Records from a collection
* * * * *

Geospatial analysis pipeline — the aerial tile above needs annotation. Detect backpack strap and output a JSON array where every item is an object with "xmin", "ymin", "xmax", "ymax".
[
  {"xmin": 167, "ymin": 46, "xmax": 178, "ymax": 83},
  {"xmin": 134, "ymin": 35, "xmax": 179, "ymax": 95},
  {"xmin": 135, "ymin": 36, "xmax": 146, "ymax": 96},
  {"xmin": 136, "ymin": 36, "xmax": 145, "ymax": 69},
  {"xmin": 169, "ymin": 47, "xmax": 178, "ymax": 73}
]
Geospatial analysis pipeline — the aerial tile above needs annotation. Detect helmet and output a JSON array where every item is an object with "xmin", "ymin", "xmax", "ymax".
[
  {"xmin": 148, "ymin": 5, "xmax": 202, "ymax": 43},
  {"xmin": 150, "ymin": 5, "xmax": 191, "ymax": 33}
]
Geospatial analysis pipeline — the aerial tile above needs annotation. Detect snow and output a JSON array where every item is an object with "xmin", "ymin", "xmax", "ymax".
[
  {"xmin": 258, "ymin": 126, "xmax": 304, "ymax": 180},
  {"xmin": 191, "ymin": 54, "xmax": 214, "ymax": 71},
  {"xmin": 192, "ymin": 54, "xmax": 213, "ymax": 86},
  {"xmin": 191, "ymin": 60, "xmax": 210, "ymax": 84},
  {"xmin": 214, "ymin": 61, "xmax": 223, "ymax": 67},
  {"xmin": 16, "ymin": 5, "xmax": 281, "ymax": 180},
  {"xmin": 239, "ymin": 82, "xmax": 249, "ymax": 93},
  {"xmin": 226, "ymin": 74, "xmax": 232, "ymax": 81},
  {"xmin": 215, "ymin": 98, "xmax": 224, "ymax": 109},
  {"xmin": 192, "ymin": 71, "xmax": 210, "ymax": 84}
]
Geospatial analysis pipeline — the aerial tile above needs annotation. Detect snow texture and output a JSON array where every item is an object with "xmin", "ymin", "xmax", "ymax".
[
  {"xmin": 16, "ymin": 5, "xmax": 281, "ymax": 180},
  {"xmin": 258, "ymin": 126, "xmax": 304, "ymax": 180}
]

* * * * *

> [EXERCISE DESCRIPTION] Would you repeat each line above exactly as it stands?

> [ANSWER TO THE PROBLEM]
Geospatial analysis pipeline — the aerial tile above needs annotation. Detect backpack strap and output a JSON array where every item is an object with "xmin", "ymin", "xmax", "ymax".
[
  {"xmin": 167, "ymin": 46, "xmax": 178, "ymax": 83},
  {"xmin": 134, "ymin": 35, "xmax": 179, "ymax": 95},
  {"xmin": 135, "ymin": 36, "xmax": 146, "ymax": 96},
  {"xmin": 136, "ymin": 36, "xmax": 145, "ymax": 69},
  {"xmin": 169, "ymin": 47, "xmax": 178, "ymax": 73}
]
Geospatial analysis pipeline — the aerial tile above needs annotation. Detect helmet and output a JSON array where every item is an object with "xmin", "ymin", "xmax", "ymax".
[
  {"xmin": 148, "ymin": 5, "xmax": 202, "ymax": 43},
  {"xmin": 150, "ymin": 5, "xmax": 191, "ymax": 33}
]
Geospatial analysis pipeline — the aerial tile above needs annotation. Detect snow and output a JSON array where every item is an object with "xmin", "ymin", "xmax", "ymax".
[
  {"xmin": 258, "ymin": 126, "xmax": 304, "ymax": 180},
  {"xmin": 191, "ymin": 54, "xmax": 214, "ymax": 71},
  {"xmin": 192, "ymin": 54, "xmax": 213, "ymax": 86},
  {"xmin": 191, "ymin": 60, "xmax": 210, "ymax": 84},
  {"xmin": 214, "ymin": 61, "xmax": 223, "ymax": 67},
  {"xmin": 16, "ymin": 5, "xmax": 281, "ymax": 180},
  {"xmin": 239, "ymin": 82, "xmax": 249, "ymax": 93},
  {"xmin": 226, "ymin": 74, "xmax": 232, "ymax": 81},
  {"xmin": 215, "ymin": 98, "xmax": 224, "ymax": 109},
  {"xmin": 192, "ymin": 71, "xmax": 210, "ymax": 84}
]
Geospatial analysis pipeline — the aerial tile above needs annotation. Detect snow texture and output a JSON array where every item is an object with "xmin", "ymin", "xmax", "ymax".
[
  {"xmin": 16, "ymin": 5, "xmax": 281, "ymax": 180},
  {"xmin": 258, "ymin": 126, "xmax": 304, "ymax": 180}
]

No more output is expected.